**Text excerpt**
"The Echo of The Temple” Premiere of Jakub Stefek's Music Record

Experience "The Echo of The Temple", an album by Jakub Stefek, an outstanding artist who has collaborated with the National Museum in Szczecin for many years on a number of projects, including the Jewish Music Days, which are highly acclaimed by music enthusiasts.

The CD is available at online store Opus Series / Requiem Records.

On 9 November 2023, 85 years after the Kristallnacht pogrom and 80 years after the Great Synagogue on Tłomackie Street in Warsaw was blown up as a symbol of the suppression of the Warsaw Ghetto Uprising, the album "The Echo of The Temple" will be premiered. The album consists of six pieces, referring to the synagogue tradition, created by contemporary composers Adam Porębski, Aleksandra Chmielewska, Anna Maria Huszcza, Marcin Tadeusz Łukaszewski, Dariusz Przybylski and Ignacy Zalewski. The performer is organist Jakub Stefek, who works, among others, at the Pestalozzistrasse Synagogue in Berlin.

Although hardly anyone realises it, organs in synagogues have an ancient origin. Some believe they were in the Jerusalem Temple. From 1810 onwards, they began to be widely installed in synagogues: first in Germany, later throughout Europe and even worldwide. In pre-war Poland, organ music accompanied liturgies in major synagogues in all cities.

**Data excerpt**

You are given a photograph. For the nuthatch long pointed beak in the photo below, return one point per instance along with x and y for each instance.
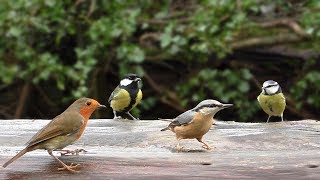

**Your goal**
Reproduce word for word the stretch of the album premiere announcement above from "The CD is available" through "Synagogue in Berlin.".

**Task solution**
The CD is available at online store Opus Series / Requiem Records.

On 9 November 2023, 85 years after the Kristallnacht pogrom and 80 years after the Great Synagogue on Tłomackie Street in Warsaw was blown up as a symbol of the suppression of the Warsaw Ghetto Uprising, the album "The Echo of The Temple" will be premiered. The album consists of six pieces, referring to the synagogue tradition, created by contemporary composers Adam Porębski, Aleksandra Chmielewska, Anna Maria Huszcza, Marcin Tadeusz Łukaszewski, Dariusz Przybylski and Ignacy Zalewski. The performer is organist Jakub Stefek, who works, among others, at the Pestalozzistrasse Synagogue in Berlin.